Written task ::
Identify every line in the items below that contains the word "castle", matching case exactly, and copy each of those lines in full.

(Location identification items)
# # # # # # #

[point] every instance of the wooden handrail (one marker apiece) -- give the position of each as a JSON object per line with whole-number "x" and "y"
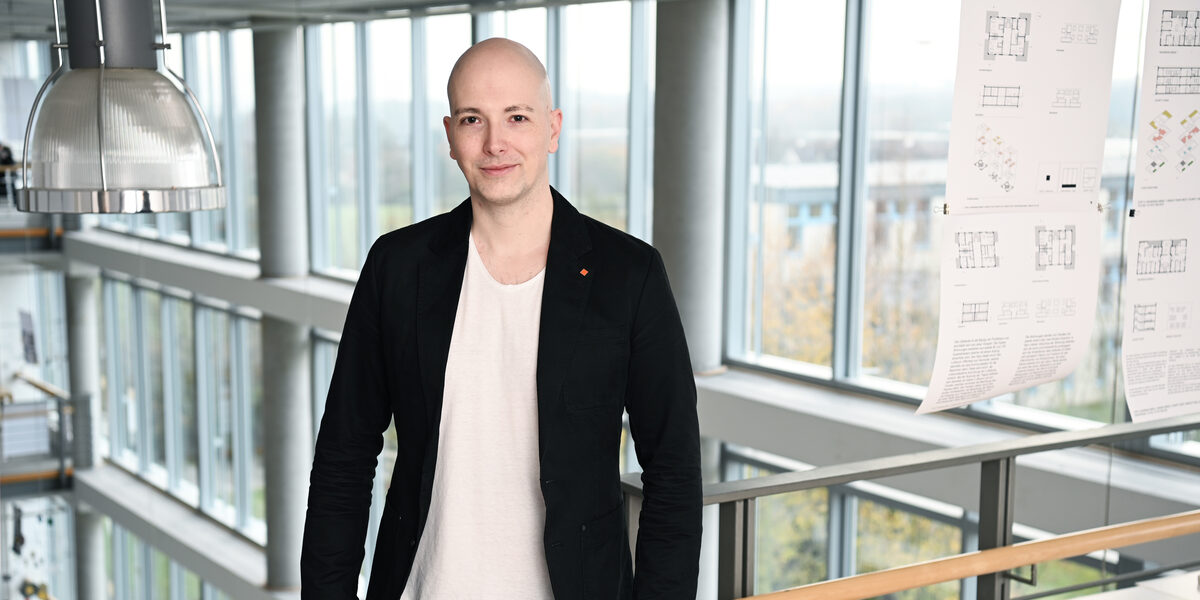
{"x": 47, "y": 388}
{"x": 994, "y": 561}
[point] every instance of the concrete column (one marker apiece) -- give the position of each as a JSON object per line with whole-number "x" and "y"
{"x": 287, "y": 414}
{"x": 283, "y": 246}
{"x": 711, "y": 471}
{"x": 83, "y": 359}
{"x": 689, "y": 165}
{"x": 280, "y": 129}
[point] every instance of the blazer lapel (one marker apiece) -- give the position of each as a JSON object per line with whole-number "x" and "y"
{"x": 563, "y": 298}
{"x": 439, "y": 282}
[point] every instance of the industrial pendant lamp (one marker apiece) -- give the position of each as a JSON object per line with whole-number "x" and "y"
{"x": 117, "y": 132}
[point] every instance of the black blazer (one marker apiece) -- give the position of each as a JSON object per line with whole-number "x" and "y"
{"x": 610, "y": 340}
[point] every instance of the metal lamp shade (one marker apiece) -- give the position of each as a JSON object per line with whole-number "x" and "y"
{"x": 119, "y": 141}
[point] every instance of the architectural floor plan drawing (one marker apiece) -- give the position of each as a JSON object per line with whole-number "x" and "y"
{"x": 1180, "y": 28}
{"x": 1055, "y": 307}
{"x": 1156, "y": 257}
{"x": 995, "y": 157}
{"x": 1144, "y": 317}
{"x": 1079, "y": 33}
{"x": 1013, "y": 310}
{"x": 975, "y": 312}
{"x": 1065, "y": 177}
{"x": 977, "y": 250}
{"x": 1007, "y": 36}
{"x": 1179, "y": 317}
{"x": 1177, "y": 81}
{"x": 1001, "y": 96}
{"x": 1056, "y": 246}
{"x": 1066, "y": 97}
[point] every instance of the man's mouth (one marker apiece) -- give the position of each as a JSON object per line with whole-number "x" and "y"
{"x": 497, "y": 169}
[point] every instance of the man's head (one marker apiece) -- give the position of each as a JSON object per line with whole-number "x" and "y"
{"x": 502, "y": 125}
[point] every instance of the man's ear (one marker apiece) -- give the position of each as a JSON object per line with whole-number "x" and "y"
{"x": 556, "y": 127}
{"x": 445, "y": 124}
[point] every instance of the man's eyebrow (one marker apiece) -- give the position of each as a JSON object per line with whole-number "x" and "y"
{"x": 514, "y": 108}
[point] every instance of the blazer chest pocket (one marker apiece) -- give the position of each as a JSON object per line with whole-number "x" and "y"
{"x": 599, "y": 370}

# # # # # # #

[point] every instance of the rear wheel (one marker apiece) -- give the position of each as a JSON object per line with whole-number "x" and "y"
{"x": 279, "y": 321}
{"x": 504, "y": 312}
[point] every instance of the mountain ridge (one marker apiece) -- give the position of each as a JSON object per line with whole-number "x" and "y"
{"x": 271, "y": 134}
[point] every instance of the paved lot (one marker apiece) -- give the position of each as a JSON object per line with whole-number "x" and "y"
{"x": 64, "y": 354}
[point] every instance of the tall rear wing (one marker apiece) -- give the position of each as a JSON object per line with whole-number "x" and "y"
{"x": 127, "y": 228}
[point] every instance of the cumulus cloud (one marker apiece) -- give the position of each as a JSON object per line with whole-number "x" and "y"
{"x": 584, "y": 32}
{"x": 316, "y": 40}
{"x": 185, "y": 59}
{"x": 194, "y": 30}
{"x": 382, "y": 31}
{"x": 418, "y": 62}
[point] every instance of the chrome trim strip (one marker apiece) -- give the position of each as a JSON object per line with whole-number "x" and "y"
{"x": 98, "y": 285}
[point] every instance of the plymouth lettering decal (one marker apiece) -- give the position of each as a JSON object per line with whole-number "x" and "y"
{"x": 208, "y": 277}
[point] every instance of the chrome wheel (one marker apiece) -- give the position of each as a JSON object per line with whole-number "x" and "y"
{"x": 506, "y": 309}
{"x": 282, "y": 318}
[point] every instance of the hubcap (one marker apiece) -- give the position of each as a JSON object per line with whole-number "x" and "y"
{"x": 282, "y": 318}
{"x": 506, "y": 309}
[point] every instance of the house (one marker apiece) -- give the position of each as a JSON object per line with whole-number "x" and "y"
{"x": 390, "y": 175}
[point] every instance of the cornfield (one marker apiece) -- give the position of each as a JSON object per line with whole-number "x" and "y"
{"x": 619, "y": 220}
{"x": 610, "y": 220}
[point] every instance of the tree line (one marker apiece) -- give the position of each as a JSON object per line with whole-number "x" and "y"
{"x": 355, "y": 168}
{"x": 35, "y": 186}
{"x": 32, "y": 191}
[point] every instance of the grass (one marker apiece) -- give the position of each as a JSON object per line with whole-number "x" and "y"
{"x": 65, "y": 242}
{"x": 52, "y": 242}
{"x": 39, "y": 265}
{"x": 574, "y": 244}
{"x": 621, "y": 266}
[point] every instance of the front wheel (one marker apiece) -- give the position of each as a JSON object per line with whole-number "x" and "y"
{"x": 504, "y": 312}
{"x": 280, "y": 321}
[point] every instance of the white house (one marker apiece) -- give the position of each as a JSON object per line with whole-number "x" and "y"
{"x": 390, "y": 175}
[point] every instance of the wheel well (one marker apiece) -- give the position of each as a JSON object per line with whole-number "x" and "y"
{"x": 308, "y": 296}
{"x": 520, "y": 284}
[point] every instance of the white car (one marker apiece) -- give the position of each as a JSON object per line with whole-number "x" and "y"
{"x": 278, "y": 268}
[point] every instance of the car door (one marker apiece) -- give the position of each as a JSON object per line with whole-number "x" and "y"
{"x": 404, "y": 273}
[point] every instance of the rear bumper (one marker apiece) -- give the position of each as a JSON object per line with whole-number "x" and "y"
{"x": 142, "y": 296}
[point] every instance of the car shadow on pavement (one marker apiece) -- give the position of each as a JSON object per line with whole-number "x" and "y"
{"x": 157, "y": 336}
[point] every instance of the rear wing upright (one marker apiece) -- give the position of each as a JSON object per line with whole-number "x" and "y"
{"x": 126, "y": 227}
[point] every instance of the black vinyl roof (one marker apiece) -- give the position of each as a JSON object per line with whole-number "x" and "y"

# # # # # # #

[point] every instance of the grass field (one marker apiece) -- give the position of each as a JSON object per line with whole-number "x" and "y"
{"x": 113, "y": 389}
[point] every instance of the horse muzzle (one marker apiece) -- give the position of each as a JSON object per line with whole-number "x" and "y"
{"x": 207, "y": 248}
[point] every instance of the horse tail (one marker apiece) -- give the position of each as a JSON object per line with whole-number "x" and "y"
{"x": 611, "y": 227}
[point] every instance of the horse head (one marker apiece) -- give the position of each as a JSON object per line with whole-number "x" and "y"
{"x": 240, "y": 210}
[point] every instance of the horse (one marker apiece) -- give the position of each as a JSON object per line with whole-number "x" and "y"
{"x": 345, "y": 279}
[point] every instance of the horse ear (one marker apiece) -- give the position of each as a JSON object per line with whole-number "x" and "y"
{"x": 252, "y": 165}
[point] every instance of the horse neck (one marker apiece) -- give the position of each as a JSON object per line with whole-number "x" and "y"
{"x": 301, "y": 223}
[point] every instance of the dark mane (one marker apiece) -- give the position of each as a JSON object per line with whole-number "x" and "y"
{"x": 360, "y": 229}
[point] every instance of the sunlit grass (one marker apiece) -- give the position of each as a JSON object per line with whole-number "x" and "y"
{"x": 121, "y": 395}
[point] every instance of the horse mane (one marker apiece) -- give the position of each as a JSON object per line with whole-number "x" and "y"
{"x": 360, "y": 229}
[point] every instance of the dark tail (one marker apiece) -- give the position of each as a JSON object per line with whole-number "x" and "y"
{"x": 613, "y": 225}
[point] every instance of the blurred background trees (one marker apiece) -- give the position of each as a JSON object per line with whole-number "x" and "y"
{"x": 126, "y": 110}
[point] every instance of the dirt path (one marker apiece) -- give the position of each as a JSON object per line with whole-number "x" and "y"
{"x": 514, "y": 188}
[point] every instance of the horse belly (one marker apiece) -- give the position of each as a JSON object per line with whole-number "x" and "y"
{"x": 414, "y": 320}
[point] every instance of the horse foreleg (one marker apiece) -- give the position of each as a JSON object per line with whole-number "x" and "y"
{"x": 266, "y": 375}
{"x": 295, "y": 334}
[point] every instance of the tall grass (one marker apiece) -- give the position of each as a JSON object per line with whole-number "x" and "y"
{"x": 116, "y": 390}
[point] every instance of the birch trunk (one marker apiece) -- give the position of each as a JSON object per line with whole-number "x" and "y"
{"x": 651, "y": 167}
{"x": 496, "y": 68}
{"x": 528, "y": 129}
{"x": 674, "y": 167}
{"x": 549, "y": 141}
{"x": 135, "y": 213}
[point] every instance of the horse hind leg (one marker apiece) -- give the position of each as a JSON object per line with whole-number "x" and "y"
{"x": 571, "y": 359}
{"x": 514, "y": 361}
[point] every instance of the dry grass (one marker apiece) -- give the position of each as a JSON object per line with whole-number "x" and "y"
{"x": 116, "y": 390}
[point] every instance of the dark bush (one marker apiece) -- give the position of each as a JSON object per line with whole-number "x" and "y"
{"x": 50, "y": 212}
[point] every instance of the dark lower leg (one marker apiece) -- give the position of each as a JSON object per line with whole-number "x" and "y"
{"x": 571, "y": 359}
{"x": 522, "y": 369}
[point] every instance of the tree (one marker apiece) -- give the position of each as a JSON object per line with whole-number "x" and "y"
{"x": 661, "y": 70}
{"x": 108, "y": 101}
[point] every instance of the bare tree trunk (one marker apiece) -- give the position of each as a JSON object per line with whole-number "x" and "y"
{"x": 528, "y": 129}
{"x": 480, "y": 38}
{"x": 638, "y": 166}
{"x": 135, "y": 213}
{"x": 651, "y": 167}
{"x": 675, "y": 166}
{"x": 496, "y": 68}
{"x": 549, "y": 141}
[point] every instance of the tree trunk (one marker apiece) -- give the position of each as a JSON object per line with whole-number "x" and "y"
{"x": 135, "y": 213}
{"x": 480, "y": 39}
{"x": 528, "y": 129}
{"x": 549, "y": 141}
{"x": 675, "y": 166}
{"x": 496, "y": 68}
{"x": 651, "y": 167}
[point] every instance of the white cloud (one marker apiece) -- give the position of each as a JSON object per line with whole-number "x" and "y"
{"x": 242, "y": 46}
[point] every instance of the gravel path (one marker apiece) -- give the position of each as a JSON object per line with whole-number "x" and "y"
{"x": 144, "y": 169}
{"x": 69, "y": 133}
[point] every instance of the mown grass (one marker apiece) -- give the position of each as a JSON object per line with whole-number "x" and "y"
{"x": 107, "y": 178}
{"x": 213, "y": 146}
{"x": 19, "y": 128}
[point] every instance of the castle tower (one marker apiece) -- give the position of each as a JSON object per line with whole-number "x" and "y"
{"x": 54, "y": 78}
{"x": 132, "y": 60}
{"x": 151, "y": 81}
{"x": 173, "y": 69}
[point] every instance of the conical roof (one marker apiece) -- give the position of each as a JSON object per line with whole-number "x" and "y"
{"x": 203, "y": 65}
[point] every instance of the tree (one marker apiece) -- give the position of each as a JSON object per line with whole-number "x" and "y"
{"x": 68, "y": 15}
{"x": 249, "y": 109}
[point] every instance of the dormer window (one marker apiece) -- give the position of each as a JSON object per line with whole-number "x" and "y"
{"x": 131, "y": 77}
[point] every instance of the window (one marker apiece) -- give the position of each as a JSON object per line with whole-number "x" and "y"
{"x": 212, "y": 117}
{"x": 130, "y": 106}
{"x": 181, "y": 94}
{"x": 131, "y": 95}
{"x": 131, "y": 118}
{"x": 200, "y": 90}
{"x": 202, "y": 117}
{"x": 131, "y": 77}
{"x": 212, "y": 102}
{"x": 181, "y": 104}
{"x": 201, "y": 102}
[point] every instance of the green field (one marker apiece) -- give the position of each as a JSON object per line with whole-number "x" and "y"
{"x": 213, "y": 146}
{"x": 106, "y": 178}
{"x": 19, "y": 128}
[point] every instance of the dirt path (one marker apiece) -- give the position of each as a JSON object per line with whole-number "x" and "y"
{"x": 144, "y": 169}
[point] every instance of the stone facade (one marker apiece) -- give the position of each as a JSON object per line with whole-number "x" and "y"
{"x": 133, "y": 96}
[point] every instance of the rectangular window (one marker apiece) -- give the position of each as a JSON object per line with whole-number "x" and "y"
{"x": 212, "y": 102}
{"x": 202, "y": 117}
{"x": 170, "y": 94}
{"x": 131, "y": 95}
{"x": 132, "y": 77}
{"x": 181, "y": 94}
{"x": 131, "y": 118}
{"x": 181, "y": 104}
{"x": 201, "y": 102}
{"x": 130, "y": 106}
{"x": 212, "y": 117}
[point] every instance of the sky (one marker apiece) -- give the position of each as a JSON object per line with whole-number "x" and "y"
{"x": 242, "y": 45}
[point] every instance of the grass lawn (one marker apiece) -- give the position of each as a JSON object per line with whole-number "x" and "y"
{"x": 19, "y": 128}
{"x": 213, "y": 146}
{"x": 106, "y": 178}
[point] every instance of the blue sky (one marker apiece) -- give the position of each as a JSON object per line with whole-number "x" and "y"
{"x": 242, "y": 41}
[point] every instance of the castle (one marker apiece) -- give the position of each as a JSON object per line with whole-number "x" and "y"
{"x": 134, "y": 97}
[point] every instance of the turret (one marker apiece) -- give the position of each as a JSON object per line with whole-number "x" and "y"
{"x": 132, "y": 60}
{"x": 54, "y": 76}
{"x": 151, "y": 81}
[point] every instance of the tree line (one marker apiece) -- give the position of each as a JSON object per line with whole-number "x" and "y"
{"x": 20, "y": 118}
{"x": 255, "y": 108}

# # # # # # #

Expected output ::
[point] every instance of the castle tower (one marker apiece) -- give the position of each as a JSON object per line with whole-number "x" and "y"
[point] every instance of the castle (one marker apiece) -- give the position of each as a JSON object per line with whole-number "x" and "y"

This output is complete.